What is expected:
An unaltered copy of every line below is the expected output.

Referring expression pointing data:
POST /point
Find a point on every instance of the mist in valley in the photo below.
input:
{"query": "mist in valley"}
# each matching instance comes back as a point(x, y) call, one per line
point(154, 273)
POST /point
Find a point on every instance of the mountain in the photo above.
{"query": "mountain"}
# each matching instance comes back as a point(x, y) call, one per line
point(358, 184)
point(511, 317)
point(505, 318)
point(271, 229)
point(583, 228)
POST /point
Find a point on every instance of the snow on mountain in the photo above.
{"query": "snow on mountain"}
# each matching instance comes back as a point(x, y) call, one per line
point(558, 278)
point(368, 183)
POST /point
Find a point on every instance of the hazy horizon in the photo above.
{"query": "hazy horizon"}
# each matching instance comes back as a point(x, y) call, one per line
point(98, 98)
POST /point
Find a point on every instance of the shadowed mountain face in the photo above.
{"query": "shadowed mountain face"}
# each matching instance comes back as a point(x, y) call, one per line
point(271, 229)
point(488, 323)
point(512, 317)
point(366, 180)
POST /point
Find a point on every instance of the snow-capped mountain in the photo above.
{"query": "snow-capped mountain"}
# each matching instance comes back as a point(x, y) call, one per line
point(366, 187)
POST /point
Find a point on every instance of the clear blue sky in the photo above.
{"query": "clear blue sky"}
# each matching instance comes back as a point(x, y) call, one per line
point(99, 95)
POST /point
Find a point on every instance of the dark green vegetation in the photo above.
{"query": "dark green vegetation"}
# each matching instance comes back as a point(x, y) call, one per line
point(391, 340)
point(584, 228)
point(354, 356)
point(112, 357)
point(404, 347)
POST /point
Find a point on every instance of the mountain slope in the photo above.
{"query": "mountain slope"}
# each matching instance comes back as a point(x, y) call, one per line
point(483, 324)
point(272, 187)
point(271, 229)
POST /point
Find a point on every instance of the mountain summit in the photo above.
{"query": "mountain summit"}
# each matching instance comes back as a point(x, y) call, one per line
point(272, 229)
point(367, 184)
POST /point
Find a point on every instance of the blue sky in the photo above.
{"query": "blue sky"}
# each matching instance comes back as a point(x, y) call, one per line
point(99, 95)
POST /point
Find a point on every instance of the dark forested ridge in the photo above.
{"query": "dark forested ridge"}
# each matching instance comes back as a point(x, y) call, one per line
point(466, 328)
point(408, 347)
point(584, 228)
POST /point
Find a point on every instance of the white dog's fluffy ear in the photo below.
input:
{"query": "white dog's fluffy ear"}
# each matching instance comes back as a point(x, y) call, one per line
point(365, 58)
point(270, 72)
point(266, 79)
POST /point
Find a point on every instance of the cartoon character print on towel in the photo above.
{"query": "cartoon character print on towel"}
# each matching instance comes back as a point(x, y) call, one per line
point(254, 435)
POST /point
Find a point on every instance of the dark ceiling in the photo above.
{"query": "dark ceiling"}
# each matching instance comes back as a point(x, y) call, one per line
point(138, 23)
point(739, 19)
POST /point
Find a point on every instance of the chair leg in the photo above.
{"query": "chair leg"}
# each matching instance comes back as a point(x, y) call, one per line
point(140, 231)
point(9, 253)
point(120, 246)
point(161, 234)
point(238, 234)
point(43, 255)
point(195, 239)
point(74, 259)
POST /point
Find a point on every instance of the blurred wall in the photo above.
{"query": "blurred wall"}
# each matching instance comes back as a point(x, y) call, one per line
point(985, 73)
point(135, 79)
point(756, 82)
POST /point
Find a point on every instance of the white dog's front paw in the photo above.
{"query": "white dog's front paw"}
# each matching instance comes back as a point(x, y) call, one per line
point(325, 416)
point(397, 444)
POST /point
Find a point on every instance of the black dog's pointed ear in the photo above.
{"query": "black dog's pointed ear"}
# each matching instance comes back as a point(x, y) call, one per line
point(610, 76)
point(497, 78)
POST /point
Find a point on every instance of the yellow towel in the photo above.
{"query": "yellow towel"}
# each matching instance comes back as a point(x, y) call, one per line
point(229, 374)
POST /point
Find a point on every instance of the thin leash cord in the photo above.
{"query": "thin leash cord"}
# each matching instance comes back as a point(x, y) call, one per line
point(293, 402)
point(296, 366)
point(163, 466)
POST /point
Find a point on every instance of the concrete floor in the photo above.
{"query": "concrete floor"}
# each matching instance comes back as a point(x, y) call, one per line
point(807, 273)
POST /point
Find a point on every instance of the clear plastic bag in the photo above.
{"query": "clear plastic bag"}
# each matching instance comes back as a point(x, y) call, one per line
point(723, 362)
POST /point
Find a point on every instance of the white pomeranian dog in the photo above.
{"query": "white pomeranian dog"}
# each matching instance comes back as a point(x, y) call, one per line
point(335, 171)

Response to this exercise:
POST /point
Find a point on every instance of the mist in valley in the photo below.
input:
{"query": "mist in valley"}
# each matching instance comes back as a point(x, y) call, one per line
point(154, 273)
POST /point
Find a point on every instance of the mountain in the photo above.
{"query": "mountain"}
# each matching instance comes back as a point(x, y) call, one per line
point(358, 184)
point(511, 317)
point(505, 318)
point(271, 229)
point(583, 228)
POST /point
Find a point on every instance of the snow on mountain in the photo above.
{"query": "snow on mountain"}
# each matching instance comes back as a point(x, y) call, one per line
point(558, 278)
point(368, 183)
POST /point
Find a point on every instance of the hazy horizon in the photo above.
{"query": "hazy horizon"}
# each matching instance comes back as a point(x, y) call, one per line
point(98, 98)
POST /point
Find a point on every instance of the shadowed mountain face in the photo above.
{"query": "shadowed mountain face"}
# each matching instance comes back as a point(x, y) call, one per line
point(271, 229)
point(488, 323)
point(512, 317)
point(366, 180)
POST /point
Find a point on every instance of the snow-capped mountain in the photo above.
{"query": "snow-capped mountain"}
# each matching instance comes back as a point(x, y) call, one per line
point(366, 187)
POST /point
Find a point on every instance of the clear blue sky in the photo above.
{"query": "clear blue sky"}
# each matching instance comes back as a point(x, y) call, one per line
point(99, 95)
POST /point
Find a point on every instance of the dark green vegetation in the photo above.
{"query": "dark green vegetation"}
# each matching instance comes back as a point(x, y) call, one per line
point(391, 340)
point(584, 228)
point(354, 356)
point(112, 357)
point(404, 347)
POST /point
Find a point on every instance of the mountain slope in the photo above.
{"query": "mountain slope"}
# each matching instance comes back as a point(x, y) call, one per line
point(483, 324)
point(272, 187)
point(271, 229)
POST /point
Find a point on every instance of the mountain summit in the photo above.
{"query": "mountain summit"}
# each matching instance comes back as a point(x, y) call, one per line
point(272, 229)
point(367, 184)
POST /point
Find a point on every instance of the blue sky in the photo above.
{"query": "blue sky"}
# each matching instance comes back as a point(x, y) call, one per line
point(99, 95)
POST /point
Find a point on every instance of the dark forested ridge in the photo above.
{"query": "dark forested ridge"}
# each matching instance comes back as a point(x, y) call, one per line
point(466, 328)
point(408, 347)
point(584, 228)
POST /point
Find a point on every instance of the white dog's fluffy ear in the photo below.
input:
{"query": "white dog's fluffy ear"}
# each matching instance comes back as a point(x, y) call, one per line
point(365, 58)
point(270, 72)
point(266, 79)
POST /point
Find a point on every instance of the cartoon character print on towel in the photo above.
{"query": "cartoon character print on towel"}
# each matching instance comes back as a point(x, y) call, one per line
point(254, 435)
POST /point
Find a point on every instance of the dark ceiling in the photo above.
{"query": "dark ceiling"}
# each matching instance comes back as a point(x, y) call, one per line
point(138, 23)
point(739, 19)
POST /point
Find a point on every instance of the chair leg in the photo above.
{"query": "chair leg"}
# each matching instance comes back as a point(x, y) call, one per line
point(140, 231)
point(9, 253)
point(120, 246)
point(161, 234)
point(238, 234)
point(43, 255)
point(195, 239)
point(74, 259)
POST /point
Find a point on every instance of the blurred wall in the photo above.
{"query": "blurred wall"}
# each matching instance comes back as a point(x, y) call, one per line
point(985, 73)
point(135, 79)
point(756, 82)
POST /point
Find a point on every instance of the white dog's front paw in the photo above.
{"query": "white dog's front paw"}
# each matching instance comes back as a point(x, y) call, one per line
point(325, 416)
point(397, 444)
POST /point
Find a point on every instance of the black dog's pointed ear in the photo above.
{"query": "black dog's pointed ear"}
# each matching instance comes back as a point(x, y) call, one per line
point(610, 76)
point(497, 78)
POST /point
Find a point on every instance of the yellow towel in the photo above.
{"query": "yellow towel"}
# each matching instance comes back as a point(x, y) call, one per line
point(229, 374)
POST /point
Find a point on every instance of the thin leash cord in the photo above.
{"query": "thin leash cord"}
# each matching instance comes back as a point(x, y) call, one per line
point(293, 402)
point(296, 366)
point(163, 466)
POST /point
Find a point on every instance of the concrete floor in the photo above.
{"query": "concrete floor"}
# each matching instance comes back as a point(x, y) call, one per line
point(807, 273)
POST /point
Find a point on every instance of the clear plastic bag in the photo above.
{"query": "clear plastic bag"}
# each matching instance comes back as a point(x, y) call, one per line
point(723, 362)
POST /point
Find a point on every instance of the white pomeranian dog in the photo above.
{"query": "white pomeranian dog"}
# each matching instance comes back as a point(x, y) call, one per line
point(335, 171)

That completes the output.